→ Material for this task
>> BEGIN
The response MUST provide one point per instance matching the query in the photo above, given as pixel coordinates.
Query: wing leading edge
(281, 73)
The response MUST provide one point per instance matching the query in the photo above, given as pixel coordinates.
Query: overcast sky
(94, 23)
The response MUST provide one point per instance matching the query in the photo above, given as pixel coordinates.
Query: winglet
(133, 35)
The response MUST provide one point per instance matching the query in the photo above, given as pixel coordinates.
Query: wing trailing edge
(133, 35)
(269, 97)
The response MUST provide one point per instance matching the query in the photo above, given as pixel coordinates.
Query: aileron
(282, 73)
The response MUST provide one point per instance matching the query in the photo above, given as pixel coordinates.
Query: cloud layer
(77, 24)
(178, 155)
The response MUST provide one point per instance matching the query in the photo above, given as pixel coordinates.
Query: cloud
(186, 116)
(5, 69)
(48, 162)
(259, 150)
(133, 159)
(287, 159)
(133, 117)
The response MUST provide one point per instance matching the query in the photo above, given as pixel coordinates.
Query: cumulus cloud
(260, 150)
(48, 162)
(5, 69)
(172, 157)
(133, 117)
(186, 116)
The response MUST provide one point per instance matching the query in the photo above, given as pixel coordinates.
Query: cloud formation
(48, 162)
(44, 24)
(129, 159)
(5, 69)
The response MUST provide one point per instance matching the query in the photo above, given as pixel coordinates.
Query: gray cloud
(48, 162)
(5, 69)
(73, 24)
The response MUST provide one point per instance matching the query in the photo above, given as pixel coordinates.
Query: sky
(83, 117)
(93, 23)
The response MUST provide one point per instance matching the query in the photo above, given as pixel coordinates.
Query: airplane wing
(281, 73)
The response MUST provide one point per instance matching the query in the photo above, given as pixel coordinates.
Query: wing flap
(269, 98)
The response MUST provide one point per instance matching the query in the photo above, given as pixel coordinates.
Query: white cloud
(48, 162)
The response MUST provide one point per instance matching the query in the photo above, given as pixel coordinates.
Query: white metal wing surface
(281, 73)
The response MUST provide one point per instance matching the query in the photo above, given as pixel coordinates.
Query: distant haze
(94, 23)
>> END
>> BEGIN
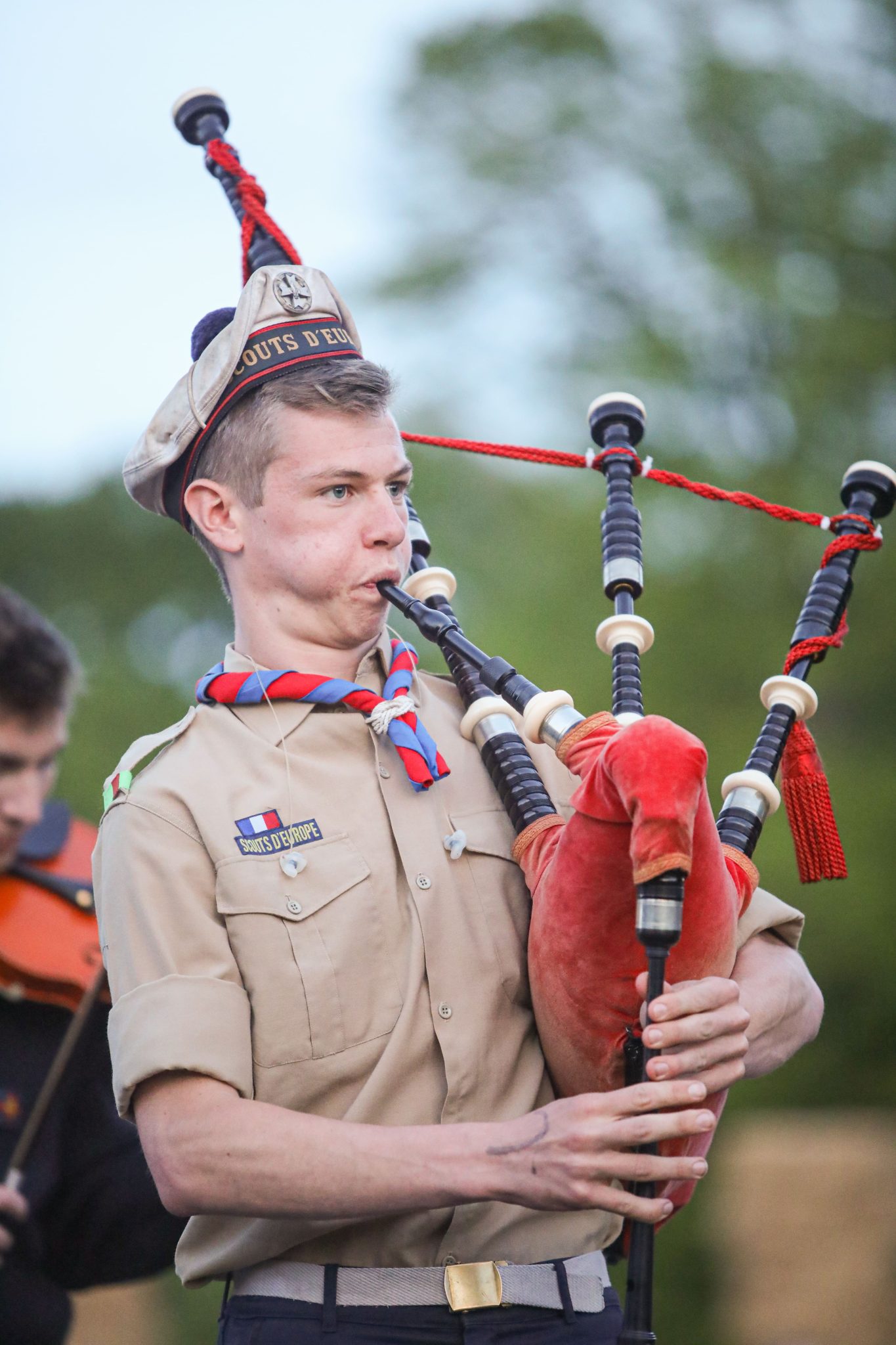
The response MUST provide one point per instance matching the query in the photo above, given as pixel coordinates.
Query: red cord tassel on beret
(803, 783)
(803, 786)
>> END
→ Exercise aim
Please show every line of the records that contains the word "white".

→ Exercise output
Query: white cloud
Query: white metal wing surface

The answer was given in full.